#### [INSTRUCTIONS TO FOLLOW]
Copy the records from the line containing "Find the pink" through the end of the records, substituting "blossom" for "petal" and changing nothing else. Leave the pictures out of your answer.
::: INPUT ROWS :::
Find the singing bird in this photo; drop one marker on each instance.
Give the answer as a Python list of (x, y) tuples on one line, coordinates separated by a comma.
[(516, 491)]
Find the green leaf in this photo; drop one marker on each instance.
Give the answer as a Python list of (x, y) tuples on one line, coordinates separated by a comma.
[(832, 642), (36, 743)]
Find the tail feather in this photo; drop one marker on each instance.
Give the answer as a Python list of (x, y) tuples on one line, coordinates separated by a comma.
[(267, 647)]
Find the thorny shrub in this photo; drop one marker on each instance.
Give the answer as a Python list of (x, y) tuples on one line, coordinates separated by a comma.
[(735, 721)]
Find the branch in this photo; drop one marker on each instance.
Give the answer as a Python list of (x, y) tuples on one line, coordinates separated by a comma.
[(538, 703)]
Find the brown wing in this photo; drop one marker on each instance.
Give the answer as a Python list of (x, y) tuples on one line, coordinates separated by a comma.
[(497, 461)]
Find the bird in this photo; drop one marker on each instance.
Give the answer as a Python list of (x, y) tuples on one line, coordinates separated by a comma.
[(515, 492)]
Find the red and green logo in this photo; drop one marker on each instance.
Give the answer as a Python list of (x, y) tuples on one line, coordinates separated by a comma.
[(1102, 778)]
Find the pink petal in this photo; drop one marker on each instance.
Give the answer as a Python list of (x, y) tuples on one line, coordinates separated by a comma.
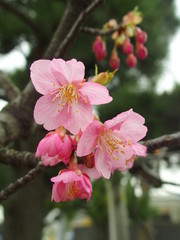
:::
#### [SOLUTION BELOW]
Find the pink blossom in this photo; drop one marker on each instance.
Give the answer as a Python list of (x, y) tuples on one line, coordinates separated by a comma.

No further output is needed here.